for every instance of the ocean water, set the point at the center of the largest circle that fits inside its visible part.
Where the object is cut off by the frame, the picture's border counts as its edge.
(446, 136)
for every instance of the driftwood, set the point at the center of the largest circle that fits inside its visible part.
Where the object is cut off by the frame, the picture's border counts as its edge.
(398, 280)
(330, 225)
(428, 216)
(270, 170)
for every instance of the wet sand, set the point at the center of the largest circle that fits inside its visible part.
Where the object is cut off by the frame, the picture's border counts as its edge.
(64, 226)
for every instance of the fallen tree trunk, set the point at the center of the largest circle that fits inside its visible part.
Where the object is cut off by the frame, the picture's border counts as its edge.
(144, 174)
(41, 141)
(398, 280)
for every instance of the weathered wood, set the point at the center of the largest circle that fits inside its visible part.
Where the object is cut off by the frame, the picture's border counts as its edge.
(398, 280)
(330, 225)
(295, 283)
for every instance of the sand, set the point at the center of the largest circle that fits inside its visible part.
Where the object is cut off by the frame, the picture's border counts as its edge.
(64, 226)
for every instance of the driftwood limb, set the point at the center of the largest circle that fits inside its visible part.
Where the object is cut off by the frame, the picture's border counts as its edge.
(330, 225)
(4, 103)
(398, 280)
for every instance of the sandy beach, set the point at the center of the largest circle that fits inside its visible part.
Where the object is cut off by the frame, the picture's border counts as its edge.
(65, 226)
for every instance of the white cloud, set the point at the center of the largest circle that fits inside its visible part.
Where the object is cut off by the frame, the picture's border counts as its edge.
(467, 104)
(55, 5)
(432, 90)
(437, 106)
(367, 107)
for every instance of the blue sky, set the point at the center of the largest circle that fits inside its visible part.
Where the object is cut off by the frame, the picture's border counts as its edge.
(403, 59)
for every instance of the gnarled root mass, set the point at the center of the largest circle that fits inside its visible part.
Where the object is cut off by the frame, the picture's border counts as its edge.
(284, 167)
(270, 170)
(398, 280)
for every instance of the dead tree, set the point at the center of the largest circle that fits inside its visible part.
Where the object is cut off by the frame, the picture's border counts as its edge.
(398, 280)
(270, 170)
============================================================
In the lines above, every record is to be repeated exactly.

**FINAL ANSWER:**
for every instance of the ocean water, set the point at the center of the largest circle that fits inside its visible part.
Where the object is cut off by the frame, the picture's border counts as its edge.
(446, 136)
for every instance of the driftwood, set the point at the center of the largest circle that fits inside its visible part.
Where the object is cut off by the frame, the picture's border counts as its edge.
(398, 280)
(330, 225)
(428, 216)
(270, 170)
for every instance of the wet sand, set the point at the center of the largest circle that fits inside its visible part.
Where the object is cut off by the frame, the picture's border counts as its edge.
(64, 226)
for every instance of the fallen tree trunk, set the point at the center of the largest circle that fits inside its visible part.
Where the object is cut off by the frame, the picture's border counts as its edge.
(144, 174)
(41, 141)
(398, 280)
for every instance of the weathered wood, set the point at the center of the largest circle that fits inside its visible part.
Where the object is cut off by the frame, the picture's border counts as its edge.
(398, 280)
(330, 225)
(295, 283)
for every instance of the sand, set the point at the center of the largest circle that fits inside its visible part.
Where the object is cut off by the frame, the picture's border counts as its edge.
(64, 226)
for every instance of the driftwood limb, set the point at the center of the largest circle that fits inside its visible part.
Where the object is cut off by the frame, the picture's border counts as its edge.
(330, 225)
(4, 103)
(398, 280)
for every instance of the sandy beach, set the point at the center of the largest circle that fits inside its visible part.
Where the object is cut off by the frame, the picture's border counts as its edge.
(65, 226)
for every instance of the white cloud, set the point at the center of the largest circle that fits inside its visible part.
Where the object is cut off by the frame, the picture's border counts as its edge.
(467, 104)
(55, 5)
(432, 90)
(437, 106)
(367, 107)
for every instance of the blue sky, set the point at the center of the largest circle that fits inside its visible part.
Where the object is cut off by the frame, the picture's border counts as its edge.
(403, 59)
for every instance of the gnarled root mass, set the point at the center of the largest circle that fits inside its visible part.
Where the object is cut off by the frame, the picture's border counts as its edge.
(284, 167)
(270, 170)
(398, 280)
for every instance of the dead tree, set the point at the center of the largest circle that fits inside its visible part.
Where the object is cut off by the frame, the picture's border counts as its edge.
(398, 280)
(270, 170)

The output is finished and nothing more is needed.